### Short exercise
Can you set out every line of the items below as a numbered list, leaving out any blank lines?

### Supplied records
===============

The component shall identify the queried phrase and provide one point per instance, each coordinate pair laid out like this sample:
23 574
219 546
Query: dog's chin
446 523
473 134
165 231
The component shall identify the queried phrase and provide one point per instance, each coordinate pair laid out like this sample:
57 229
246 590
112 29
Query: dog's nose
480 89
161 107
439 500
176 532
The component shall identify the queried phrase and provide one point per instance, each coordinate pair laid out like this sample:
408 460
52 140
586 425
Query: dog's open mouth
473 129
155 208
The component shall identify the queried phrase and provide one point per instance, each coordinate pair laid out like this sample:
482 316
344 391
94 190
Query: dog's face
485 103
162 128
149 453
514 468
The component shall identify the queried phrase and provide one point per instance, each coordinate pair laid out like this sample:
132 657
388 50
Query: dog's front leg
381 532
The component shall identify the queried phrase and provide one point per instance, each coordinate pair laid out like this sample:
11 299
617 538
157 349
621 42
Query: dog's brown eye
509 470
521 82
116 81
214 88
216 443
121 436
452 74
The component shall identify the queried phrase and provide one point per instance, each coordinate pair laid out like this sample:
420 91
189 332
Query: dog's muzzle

===============

### Task answer
1. The component shall identify the queried phrase and provide one point per instance, each coordinate pair laid out like this sample:
2. 23 574
3. 219 546
4. Query: dog's chin
5. 446 523
6. 473 134
7. 165 231
8. The component shall identify the queried phrase and provide one point per instance, each coordinate pair laid out like this sample:
9. 57 229
10. 246 590
11. 112 29
12. Query: dog's nose
13. 480 89
14. 161 107
15. 439 500
16. 176 532
17. The component shall identify the queried phrase and provide one point per instance, each coordinate pair laid out like this sample:
18. 408 460
19. 52 140
20. 586 425
21. Query: dog's open mouth
22. 473 129
23. 155 208
24. The component shall identify the queried phrase and provide one point per instance, each coordinate pair laid out like this sample:
25. 482 316
26. 344 391
27. 94 190
28. Query: dog's face
29. 485 103
30. 162 128
31. 149 453
32. 514 468
33. The component shall identify the queried phrase and provide one point per instance, each coordinate pair laid out like this sample:
34. 132 657
35. 388 50
36. Query: dog's front leg
37. 381 532
38. The component shall identify the queried phrase and provide one point per instance, each coordinate pair laid out like this sample:
39. 11 299
40. 617 538
41. 157 349
42. 621 42
43. Query: dog's brown eye
44. 509 470
45. 521 82
46. 116 81
47. 214 88
48. 216 443
49. 121 436
50. 452 74
51. The component shall identify the queried phrase and provide one point per instance, each coordinate pair laid out like this sample:
52. 420 91
53. 189 332
54. Query: dog's muzzle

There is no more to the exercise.